Texte d'étude:
──────────
L'un des apports les plus précieux des travaux de notre commission à la loi de refondation de l'école a été l'introduction, dans le code de l'éducation, de la mission d'inclusion qui figure désormais, aux termes de l'article L. 111-1 du code de l'éducation, parmi les missions d'un service public de l'éducation. Elle repose sur la reconnaissance du fait « que tous les enfants partagent la capacité d'apprendre et de progresser ».
Là réside, en effet, la principale lacune de notre système éducatif. S'il s'occupe très bien des élites et de leur formation, toutes les études internationales et nationales montrent que c'est en France que les performances scolaires sont le plus étroitement liées aux origines sociales. Notre école aggrave les inégalités et éprouve d'extrêmes difficultés à prendre en compte les difficultés particulières d'apprentissage des élèves et à les surmonter. C'est donc dans la réalité qu'il convient désormais d'inscrire le principe d'inclusion, ce qui appelle un profond changement de mentalité. Il s'agit non pas de demander aux enfants de se fondre dans une normalité fantasmée mais, au contraire, d'être en mesure de proposer à chacun des réponses appropriées, en fonction de ses besoins.
L'école inclusive postule que tout enfant peut réussir sa scolarité. Sa situation familiale et sociale, sa culture, un handicap, une difficulté ou un trouble d'apprentissage ou du comportement ne doivent plus être des obstacles. Ce sont des spécificités qu'il convient de prendre en compte pour adapter les réponses pédagogiques. La présentation de ce rapport est l'occasion de faire un point d'étape, deux ans après la loi d'orientation et de programmation pour la refondation de l'école de la République.
──────────
Données fournies:

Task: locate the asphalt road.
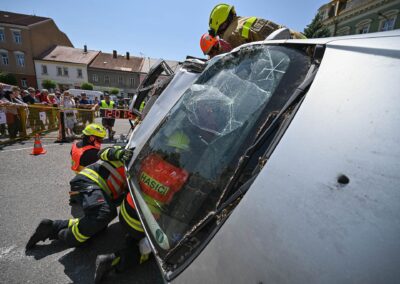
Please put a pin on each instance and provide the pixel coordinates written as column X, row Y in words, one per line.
column 36, row 187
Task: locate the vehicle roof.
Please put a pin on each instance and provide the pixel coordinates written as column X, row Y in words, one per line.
column 298, row 223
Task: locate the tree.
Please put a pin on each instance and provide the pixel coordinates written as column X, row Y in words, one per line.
column 8, row 78
column 316, row 29
column 114, row 91
column 49, row 84
column 86, row 86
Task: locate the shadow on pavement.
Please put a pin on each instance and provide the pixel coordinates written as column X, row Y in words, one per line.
column 79, row 264
column 41, row 251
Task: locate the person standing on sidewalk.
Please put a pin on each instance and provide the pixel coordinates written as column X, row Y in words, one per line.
column 108, row 123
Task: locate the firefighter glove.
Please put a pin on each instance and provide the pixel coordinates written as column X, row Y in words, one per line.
column 124, row 155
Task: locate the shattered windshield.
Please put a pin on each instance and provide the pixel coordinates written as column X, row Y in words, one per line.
column 181, row 172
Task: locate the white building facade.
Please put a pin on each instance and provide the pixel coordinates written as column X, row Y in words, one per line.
column 66, row 75
column 66, row 66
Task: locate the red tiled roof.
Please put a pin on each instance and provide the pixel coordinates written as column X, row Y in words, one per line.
column 20, row 19
column 69, row 54
column 106, row 61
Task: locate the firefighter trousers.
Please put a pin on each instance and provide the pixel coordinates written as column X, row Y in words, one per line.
column 129, row 255
column 99, row 210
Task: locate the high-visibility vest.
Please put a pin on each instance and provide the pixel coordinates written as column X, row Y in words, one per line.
column 115, row 184
column 105, row 105
column 246, row 27
column 159, row 181
column 76, row 154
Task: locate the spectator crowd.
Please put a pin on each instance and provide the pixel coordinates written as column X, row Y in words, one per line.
column 40, row 110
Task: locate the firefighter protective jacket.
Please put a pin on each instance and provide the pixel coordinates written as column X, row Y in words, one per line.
column 107, row 173
column 248, row 29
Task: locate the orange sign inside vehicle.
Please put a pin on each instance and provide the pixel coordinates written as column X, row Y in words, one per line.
column 159, row 179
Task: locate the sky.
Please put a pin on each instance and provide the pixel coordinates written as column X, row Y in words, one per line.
column 169, row 29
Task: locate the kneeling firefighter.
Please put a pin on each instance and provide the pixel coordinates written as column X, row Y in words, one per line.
column 101, row 187
column 85, row 151
column 163, row 175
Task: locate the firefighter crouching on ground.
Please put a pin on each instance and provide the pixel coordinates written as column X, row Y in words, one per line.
column 101, row 187
column 137, row 248
column 213, row 45
column 239, row 30
column 84, row 152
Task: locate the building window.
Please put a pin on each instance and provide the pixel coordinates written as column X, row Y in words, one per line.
column 20, row 58
column 389, row 20
column 23, row 83
column 4, row 57
column 44, row 70
column 388, row 25
column 363, row 30
column 17, row 36
column 2, row 37
column 343, row 31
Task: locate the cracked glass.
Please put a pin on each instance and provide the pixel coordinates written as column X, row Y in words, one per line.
column 182, row 170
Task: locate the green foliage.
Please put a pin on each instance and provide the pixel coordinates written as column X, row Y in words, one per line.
column 86, row 86
column 316, row 29
column 114, row 91
column 49, row 84
column 8, row 78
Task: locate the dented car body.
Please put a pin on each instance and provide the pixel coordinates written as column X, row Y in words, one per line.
column 278, row 163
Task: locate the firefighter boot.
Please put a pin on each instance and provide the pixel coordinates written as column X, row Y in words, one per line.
column 104, row 264
column 43, row 231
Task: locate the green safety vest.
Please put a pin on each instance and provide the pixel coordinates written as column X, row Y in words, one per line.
column 246, row 27
column 105, row 105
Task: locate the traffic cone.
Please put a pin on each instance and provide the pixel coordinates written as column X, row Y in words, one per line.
column 37, row 147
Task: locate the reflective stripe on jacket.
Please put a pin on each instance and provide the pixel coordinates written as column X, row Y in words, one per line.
column 114, row 184
column 248, row 29
column 105, row 105
column 76, row 154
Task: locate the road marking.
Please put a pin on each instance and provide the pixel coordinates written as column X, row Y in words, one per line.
column 19, row 149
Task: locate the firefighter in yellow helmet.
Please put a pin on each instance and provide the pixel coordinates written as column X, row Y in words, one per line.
column 101, row 187
column 84, row 152
column 239, row 30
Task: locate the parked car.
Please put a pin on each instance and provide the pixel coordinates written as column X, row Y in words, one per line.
column 280, row 163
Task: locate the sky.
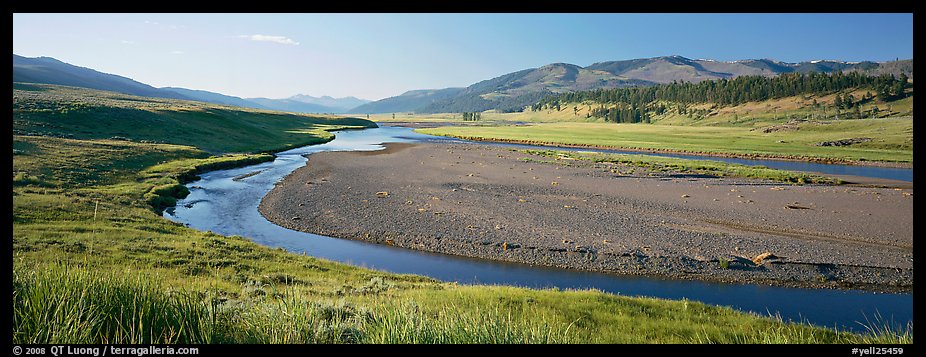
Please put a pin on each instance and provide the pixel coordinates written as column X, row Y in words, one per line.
column 373, row 56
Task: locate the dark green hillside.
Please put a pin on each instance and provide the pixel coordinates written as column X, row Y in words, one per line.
column 78, row 113
column 48, row 70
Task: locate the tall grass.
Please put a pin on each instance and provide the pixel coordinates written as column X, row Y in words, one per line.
column 61, row 304
column 68, row 304
column 407, row 323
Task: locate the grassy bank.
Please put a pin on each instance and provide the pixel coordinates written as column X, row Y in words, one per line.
column 892, row 139
column 93, row 262
column 703, row 167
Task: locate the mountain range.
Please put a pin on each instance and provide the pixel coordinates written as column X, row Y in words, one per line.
column 52, row 71
column 508, row 92
column 513, row 91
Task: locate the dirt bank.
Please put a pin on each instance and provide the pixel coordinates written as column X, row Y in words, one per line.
column 495, row 203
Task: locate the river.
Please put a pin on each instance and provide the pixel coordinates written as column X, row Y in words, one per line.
column 221, row 204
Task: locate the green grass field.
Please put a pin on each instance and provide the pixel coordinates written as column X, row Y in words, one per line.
column 94, row 263
column 704, row 167
column 892, row 138
column 80, row 113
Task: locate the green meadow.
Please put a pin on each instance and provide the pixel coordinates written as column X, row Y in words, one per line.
column 95, row 262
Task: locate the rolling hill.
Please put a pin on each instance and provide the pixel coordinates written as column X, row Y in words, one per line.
column 48, row 70
column 408, row 101
column 513, row 91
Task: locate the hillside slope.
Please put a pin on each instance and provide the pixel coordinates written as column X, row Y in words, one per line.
column 48, row 70
column 513, row 91
column 78, row 113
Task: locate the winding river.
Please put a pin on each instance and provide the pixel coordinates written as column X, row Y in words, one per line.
column 220, row 203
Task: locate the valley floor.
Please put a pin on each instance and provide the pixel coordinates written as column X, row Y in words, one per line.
column 495, row 203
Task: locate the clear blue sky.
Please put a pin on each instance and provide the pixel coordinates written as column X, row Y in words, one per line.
column 373, row 56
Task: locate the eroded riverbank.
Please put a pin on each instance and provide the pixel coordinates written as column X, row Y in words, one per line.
column 494, row 203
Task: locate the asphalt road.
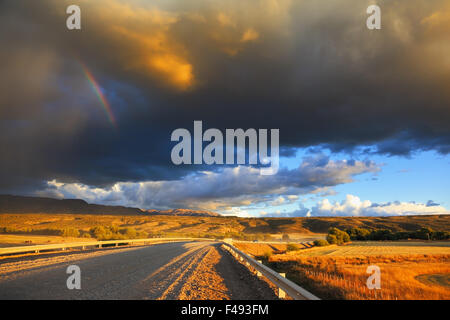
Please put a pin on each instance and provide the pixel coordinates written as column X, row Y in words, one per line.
column 162, row 271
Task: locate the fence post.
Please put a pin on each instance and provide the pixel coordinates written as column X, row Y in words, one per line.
column 258, row 274
column 281, row 293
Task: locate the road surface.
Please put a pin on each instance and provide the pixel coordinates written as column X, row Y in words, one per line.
column 183, row 270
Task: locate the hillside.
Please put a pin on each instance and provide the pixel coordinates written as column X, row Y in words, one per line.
column 20, row 204
column 163, row 225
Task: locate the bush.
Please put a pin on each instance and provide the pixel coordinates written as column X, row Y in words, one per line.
column 332, row 239
column 70, row 232
column 321, row 243
column 267, row 255
column 336, row 236
column 292, row 247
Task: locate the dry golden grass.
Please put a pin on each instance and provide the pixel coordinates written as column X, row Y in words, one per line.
column 409, row 270
column 221, row 225
column 9, row 240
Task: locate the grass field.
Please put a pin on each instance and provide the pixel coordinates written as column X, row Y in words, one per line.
column 409, row 270
column 222, row 225
column 9, row 240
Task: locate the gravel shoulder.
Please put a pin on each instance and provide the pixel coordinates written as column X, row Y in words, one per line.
column 188, row 270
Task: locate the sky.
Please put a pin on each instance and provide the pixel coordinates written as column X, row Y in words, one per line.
column 363, row 115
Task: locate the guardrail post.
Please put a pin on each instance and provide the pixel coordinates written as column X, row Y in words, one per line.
column 281, row 293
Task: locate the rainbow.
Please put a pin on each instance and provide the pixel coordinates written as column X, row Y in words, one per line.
column 100, row 95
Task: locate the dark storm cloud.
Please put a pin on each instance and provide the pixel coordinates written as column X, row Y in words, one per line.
column 311, row 69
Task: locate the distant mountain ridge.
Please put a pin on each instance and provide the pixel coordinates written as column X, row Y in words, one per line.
column 22, row 204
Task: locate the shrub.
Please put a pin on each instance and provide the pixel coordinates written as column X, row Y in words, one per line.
column 336, row 236
column 292, row 247
column 70, row 232
column 331, row 239
column 267, row 255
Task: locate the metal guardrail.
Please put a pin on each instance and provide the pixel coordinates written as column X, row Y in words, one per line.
column 84, row 245
column 292, row 289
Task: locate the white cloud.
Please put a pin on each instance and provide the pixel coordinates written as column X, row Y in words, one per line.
──────────
Consigne:
Recopiez sans modification le passage du texte sur l'école inclusive qui va de « L'école inclusive postule » jusqu'à « de la République. » inclus.

Réponse à l'exercice:
L'école inclusive postule que tout enfant peut réussir sa scolarité. Sa situation familiale et sociale, sa culture, un handicap, une difficulté ou un trouble d'apprentissage ou du comportement ne doivent plus être des obstacles. Ce sont des spécificités qu'il convient de prendre en compte pour adapter les réponses pédagogiques. La présentation de ce rapport est l'occasion de faire un point d'étape, deux ans après la loi d'orientation et de programmation pour la refondation de l'école de la République.